Given instruction:
Copy out the records in full, word for word, without pictures.

Given records:
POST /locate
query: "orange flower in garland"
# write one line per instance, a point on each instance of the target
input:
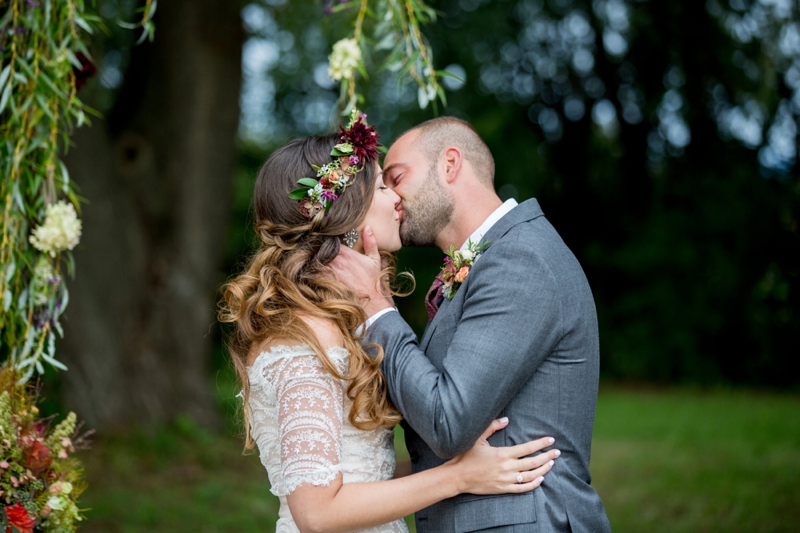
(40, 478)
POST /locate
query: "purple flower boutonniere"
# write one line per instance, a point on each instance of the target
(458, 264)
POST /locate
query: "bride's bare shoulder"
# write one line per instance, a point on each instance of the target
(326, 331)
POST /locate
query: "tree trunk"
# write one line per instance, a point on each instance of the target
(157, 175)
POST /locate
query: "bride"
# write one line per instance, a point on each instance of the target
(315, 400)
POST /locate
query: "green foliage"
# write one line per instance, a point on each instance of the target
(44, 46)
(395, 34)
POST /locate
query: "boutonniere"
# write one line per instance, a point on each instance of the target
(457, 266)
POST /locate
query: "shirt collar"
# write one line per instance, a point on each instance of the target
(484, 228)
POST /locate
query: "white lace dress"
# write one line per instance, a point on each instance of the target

The solution:
POST /locate
query: "orange flower in garland"
# write one line per instance, a point on each instance of the target
input:
(40, 478)
POST /locate
query: "purple flower boutonniere"
# write one line per instance, a point on each instance of the target
(458, 264)
POST /locate
query: "bride's bare shoulder"
# write one line per instance, a point on each instance of the target
(326, 331)
POST /locate
query: "tree trunk"
# write one line per instance, a point on each instance of the target
(157, 175)
POST /locate
query: "bride"
# write one line per instance, a point on each instance of the target
(315, 400)
POST /locate
query: "green foliage"
# write one line per instance, a point on each instance of the target
(44, 46)
(395, 34)
POST /locate
query: "boutonniere"
# write one line per instance, a point on each instance of the target
(457, 266)
POST /locate
query: "shirt collar"
# write one line per instance, a point on each instance of the target
(484, 228)
POST /locate
query: "white lace dress"
# write one line per instance, a point on each instance of the target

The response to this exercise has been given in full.